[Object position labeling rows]
______

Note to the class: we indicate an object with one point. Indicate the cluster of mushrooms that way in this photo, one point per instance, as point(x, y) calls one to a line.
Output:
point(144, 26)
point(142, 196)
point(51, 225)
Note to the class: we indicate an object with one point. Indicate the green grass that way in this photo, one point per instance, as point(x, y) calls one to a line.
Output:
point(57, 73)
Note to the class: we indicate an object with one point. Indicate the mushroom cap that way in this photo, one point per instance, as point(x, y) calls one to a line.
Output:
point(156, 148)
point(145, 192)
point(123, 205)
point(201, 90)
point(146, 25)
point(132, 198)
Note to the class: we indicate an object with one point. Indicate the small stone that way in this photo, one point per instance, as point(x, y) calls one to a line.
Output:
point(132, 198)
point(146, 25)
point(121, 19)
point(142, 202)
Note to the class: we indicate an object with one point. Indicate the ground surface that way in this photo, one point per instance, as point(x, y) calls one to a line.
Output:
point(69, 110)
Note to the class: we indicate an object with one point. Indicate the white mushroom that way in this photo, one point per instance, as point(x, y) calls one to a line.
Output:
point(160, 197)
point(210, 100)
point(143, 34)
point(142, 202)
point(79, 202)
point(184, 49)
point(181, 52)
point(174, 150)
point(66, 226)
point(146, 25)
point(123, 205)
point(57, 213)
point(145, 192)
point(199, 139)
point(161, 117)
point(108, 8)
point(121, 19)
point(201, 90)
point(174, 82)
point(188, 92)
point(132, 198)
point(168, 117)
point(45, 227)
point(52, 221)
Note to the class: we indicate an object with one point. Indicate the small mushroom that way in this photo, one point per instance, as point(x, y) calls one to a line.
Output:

______

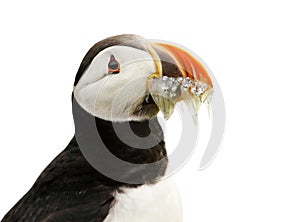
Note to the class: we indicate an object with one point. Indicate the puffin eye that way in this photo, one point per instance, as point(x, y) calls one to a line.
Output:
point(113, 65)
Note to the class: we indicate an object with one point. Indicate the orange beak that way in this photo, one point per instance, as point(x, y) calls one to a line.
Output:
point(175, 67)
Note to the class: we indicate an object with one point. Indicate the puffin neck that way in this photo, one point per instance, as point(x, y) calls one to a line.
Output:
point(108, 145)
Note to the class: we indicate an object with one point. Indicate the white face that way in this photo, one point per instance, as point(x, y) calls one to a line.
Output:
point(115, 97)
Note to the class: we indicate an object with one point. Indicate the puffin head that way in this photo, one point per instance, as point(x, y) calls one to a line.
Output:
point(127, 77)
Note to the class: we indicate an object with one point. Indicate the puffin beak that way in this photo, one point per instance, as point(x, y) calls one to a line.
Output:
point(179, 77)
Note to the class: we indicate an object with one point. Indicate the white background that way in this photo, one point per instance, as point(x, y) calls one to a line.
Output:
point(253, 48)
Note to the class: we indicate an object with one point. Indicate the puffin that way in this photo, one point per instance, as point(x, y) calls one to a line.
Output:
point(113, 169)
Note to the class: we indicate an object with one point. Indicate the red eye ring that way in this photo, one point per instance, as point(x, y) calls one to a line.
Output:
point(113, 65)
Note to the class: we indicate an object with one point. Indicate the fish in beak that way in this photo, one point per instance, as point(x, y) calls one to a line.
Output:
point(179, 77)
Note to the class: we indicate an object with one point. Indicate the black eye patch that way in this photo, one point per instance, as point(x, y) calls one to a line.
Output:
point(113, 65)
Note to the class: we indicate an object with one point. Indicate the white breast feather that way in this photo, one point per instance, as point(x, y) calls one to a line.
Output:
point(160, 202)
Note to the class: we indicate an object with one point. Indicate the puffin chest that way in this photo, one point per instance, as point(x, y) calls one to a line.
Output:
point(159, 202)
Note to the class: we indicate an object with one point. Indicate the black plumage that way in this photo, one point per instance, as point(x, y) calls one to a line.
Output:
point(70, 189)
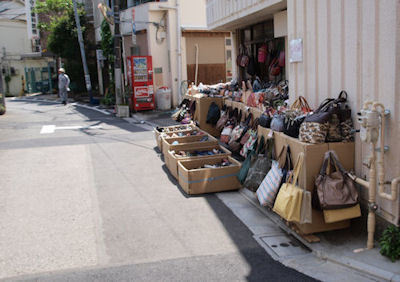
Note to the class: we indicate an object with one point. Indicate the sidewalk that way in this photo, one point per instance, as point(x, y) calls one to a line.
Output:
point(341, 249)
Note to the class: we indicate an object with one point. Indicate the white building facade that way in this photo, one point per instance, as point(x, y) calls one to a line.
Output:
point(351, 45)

______

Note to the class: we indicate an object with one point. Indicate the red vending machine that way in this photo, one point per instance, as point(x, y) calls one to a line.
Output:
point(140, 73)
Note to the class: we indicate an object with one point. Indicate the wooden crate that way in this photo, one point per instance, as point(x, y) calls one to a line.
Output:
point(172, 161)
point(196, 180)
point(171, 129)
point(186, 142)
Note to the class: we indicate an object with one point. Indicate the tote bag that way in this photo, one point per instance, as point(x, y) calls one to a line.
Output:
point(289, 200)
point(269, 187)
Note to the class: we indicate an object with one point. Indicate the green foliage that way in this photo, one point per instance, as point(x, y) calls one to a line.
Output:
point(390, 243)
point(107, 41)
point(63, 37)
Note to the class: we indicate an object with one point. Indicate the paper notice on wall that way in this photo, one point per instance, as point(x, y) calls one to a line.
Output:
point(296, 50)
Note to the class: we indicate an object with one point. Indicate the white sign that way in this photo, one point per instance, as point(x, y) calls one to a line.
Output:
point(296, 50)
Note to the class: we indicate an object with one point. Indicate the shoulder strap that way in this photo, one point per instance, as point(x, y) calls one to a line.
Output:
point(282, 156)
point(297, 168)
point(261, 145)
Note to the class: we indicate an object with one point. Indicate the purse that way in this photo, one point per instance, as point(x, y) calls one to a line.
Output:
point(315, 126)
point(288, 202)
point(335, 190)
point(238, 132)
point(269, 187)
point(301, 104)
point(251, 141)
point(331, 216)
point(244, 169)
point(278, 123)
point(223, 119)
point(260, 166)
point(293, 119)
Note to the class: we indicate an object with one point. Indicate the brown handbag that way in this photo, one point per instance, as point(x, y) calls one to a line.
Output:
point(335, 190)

______

What you need to do: Write out the rows again from the line with "the green grass" to the line with "point(69, 110)", keeping the requests, and shift every point coordinate in the answers by adding 98 to both its x and y values.

Solution:
Note to the class: we indicate an object with one point. Indicate the green grass that way in this photo, one point per instance, as point(x, y) calls one to a line.
Output:
point(155, 171)
Note to the class: we indicate an object with one point. Indicate the mushroom cap that way in this photo, one point per instance, as point(x, y) calls one to a line.
Output:
point(254, 246)
point(243, 290)
point(221, 303)
point(299, 188)
point(244, 123)
point(230, 296)
Note to the class: we indicate an object with one point. Indicate the small stone that way in this photo, one point per instance, as point(x, y) calls one to a line.
Output:
point(230, 296)
point(244, 123)
point(219, 117)
point(240, 300)
Note to the class: we indicate an object with one point. Indicate the ground surface that way in this photo, one point per instance, as point(x, y) calls one to a line.
Output:
point(167, 208)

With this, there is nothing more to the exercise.